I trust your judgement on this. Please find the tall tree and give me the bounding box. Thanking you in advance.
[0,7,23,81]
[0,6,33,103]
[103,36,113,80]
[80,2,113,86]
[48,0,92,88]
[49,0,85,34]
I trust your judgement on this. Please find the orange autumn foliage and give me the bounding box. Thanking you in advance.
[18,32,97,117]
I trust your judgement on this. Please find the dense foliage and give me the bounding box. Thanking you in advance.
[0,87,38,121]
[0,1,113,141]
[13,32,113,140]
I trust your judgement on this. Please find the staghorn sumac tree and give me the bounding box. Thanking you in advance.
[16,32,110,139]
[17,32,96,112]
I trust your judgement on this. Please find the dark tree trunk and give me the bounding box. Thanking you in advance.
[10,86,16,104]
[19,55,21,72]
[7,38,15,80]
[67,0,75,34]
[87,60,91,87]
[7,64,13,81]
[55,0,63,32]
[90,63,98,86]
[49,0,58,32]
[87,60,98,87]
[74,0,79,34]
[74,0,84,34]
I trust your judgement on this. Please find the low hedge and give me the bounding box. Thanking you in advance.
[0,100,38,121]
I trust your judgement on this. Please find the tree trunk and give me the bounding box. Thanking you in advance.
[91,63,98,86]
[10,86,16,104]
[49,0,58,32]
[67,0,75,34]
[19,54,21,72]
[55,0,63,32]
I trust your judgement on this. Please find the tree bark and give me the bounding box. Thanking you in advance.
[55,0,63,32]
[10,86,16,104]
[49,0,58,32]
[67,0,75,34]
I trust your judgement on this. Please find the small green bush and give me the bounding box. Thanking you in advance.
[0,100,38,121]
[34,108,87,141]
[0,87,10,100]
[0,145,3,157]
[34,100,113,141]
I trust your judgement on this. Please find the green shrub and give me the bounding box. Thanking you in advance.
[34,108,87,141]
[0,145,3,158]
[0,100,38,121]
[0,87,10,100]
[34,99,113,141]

....

◆ **Assigned task**
Every single entry above has to be copied exactly.

◆ **Answer**
I trust your judgement on this. Please find the tall tree and give me the bounding box. Thanking you in advance.
[0,7,23,81]
[0,6,33,103]
[103,36,113,80]
[80,2,113,86]
[48,0,92,88]
[49,0,85,34]
I trust your judgement on this. Please find the orange autumn foliage and give me the bounding box. Thanking you in advance.
[18,32,97,117]
I trust your judgement on this. Please find the dense foliage and give me the bounding box. Thanking you in advance.
[0,87,38,121]
[0,1,113,141]
[13,32,113,140]
I trust your judgement on this. Please find the staghorn sumac tree and give me the bounding box. Thanking you in advance.
[16,32,110,139]
[17,32,96,112]
I trust your judgement on this. Please find the dark tree trunk and give me the bounding box. Thanking you in advance.
[10,86,16,104]
[19,55,21,72]
[7,38,15,80]
[67,0,75,34]
[87,60,91,87]
[7,64,13,81]
[55,0,63,32]
[90,63,98,86]
[49,0,58,32]
[87,60,98,87]
[74,0,79,34]
[74,0,84,34]
I trust your judgement on this. Please find the low hedge and give me the bounding box. Thanking you in advance.
[0,100,38,121]
I trust your judgement on this. Please find the tree trunk and give me the bounding box. Thanking you in advance.
[91,63,98,86]
[10,86,16,104]
[49,0,58,32]
[67,0,75,34]
[19,54,21,72]
[55,0,63,32]
I trust your judgement on this. Please find the tree bark and give me the bounding box. Thanking you in advance.
[55,0,63,32]
[10,86,16,104]
[49,0,58,32]
[67,0,75,34]
I trust your judgement on this. Please find the small green bush and give me the bounding box. Thanking you in advance.
[0,100,38,121]
[34,108,87,141]
[0,87,10,100]
[0,145,3,157]
[34,100,113,141]
I trust your judgement on this. Please find the green shrub and give me the bounding box. Thanking you in advance.
[34,108,87,141]
[0,145,3,158]
[0,100,38,121]
[0,87,10,100]
[34,99,113,141]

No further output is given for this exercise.